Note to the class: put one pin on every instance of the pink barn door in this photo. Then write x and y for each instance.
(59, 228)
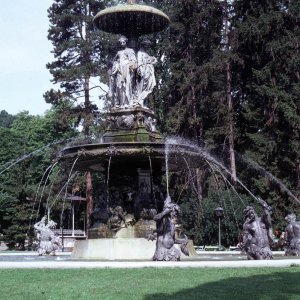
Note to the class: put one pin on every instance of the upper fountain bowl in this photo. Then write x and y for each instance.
(131, 20)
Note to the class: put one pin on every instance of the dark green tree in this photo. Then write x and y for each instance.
(266, 38)
(6, 119)
(27, 149)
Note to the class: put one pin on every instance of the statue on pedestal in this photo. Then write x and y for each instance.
(145, 73)
(256, 239)
(122, 76)
(48, 242)
(166, 239)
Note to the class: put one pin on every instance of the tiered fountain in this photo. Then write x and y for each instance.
(132, 153)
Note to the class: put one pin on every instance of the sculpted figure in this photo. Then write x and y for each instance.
(48, 242)
(117, 219)
(122, 76)
(292, 235)
(256, 242)
(145, 73)
(165, 229)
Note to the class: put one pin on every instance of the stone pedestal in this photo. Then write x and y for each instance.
(114, 249)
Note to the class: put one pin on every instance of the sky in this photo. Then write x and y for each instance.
(24, 50)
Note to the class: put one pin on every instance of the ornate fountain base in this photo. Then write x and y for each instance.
(119, 249)
(114, 249)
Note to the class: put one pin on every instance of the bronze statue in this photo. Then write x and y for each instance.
(145, 73)
(165, 229)
(292, 236)
(122, 76)
(48, 242)
(256, 240)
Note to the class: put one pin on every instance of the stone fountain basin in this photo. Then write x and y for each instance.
(97, 156)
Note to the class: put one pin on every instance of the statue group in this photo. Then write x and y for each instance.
(166, 234)
(258, 237)
(131, 77)
(48, 242)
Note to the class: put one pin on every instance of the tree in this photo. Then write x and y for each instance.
(265, 38)
(79, 56)
(6, 119)
(27, 149)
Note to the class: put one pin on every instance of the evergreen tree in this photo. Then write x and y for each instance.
(26, 150)
(79, 56)
(266, 41)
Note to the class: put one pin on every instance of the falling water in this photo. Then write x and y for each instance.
(66, 190)
(45, 182)
(36, 194)
(219, 166)
(107, 183)
(152, 182)
(167, 150)
(11, 163)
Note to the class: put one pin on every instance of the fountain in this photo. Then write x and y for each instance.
(131, 154)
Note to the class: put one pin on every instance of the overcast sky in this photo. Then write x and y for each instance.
(25, 51)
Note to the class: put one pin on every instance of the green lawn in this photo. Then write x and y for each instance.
(150, 283)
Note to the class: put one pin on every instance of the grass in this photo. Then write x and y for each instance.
(150, 283)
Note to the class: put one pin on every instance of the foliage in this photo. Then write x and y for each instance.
(27, 149)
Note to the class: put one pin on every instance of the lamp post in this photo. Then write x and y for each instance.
(219, 211)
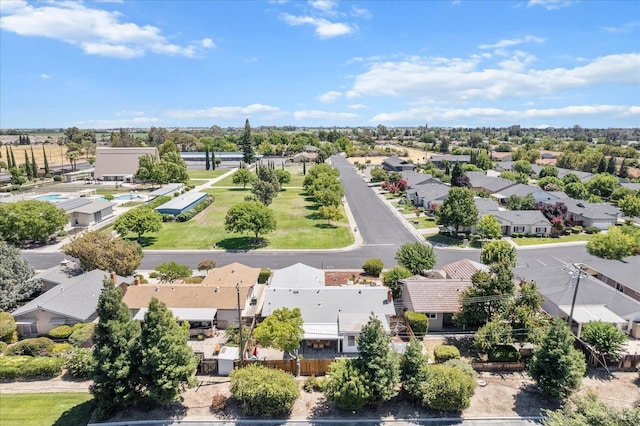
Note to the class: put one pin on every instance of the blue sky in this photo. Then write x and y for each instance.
(109, 64)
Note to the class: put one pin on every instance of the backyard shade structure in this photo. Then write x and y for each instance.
(182, 203)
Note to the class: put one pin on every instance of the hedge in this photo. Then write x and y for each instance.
(418, 322)
(39, 346)
(27, 367)
(444, 353)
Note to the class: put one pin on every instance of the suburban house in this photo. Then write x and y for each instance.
(583, 213)
(397, 164)
(120, 164)
(528, 222)
(332, 315)
(182, 203)
(71, 301)
(86, 212)
(438, 299)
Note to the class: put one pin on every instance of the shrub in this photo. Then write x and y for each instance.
(447, 388)
(418, 322)
(39, 346)
(261, 390)
(444, 353)
(503, 353)
(7, 327)
(27, 367)
(373, 267)
(61, 332)
(83, 336)
(81, 363)
(264, 276)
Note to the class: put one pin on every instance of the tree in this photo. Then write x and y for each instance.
(391, 277)
(243, 176)
(165, 360)
(347, 386)
(378, 361)
(458, 209)
(615, 244)
(250, 216)
(489, 227)
(498, 252)
(247, 144)
(373, 267)
(16, 277)
(555, 365)
(282, 330)
(416, 257)
(115, 338)
(171, 271)
(100, 250)
(266, 186)
(630, 206)
(605, 338)
(138, 221)
(30, 220)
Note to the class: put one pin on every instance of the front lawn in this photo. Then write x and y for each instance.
(24, 409)
(530, 241)
(296, 215)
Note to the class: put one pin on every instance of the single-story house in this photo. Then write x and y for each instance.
(332, 315)
(437, 299)
(397, 164)
(120, 164)
(85, 212)
(182, 203)
(72, 301)
(528, 222)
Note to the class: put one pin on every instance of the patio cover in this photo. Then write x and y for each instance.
(184, 314)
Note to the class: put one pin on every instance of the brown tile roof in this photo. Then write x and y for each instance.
(425, 295)
(186, 296)
(231, 274)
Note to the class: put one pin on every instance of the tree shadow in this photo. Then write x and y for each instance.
(77, 415)
(242, 243)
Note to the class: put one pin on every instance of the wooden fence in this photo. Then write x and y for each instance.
(498, 366)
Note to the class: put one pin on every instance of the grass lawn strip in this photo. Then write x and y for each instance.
(37, 409)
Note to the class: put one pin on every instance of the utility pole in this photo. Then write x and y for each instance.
(240, 323)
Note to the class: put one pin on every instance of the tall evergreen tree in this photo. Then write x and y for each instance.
(115, 338)
(247, 144)
(34, 166)
(47, 172)
(165, 360)
(378, 361)
(612, 165)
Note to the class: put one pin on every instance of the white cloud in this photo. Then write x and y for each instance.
(324, 28)
(328, 116)
(456, 79)
(224, 113)
(500, 115)
(330, 96)
(95, 31)
(551, 4)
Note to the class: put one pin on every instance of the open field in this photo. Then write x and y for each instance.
(25, 409)
(298, 227)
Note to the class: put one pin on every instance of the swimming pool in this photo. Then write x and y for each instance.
(55, 198)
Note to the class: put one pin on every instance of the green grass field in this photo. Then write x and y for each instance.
(298, 226)
(527, 241)
(37, 409)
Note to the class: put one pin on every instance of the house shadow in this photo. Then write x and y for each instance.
(245, 243)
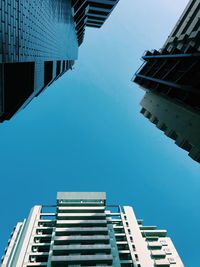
========================
**Task statement**
Your copy should consist only of the lines from the line holding "the green grass" through the final line of the listing above, both included, with all pictures omitted.

**Output of the task**
Note to the class: put one pin on every instance of the green grass field in this photo. Then write x and y for each instance.
(298, 226)
(527, 241)
(37, 409)
Note to the class: put one pin on every instance of the house shadow in this photo. Then write x and y for each instance.
(245, 243)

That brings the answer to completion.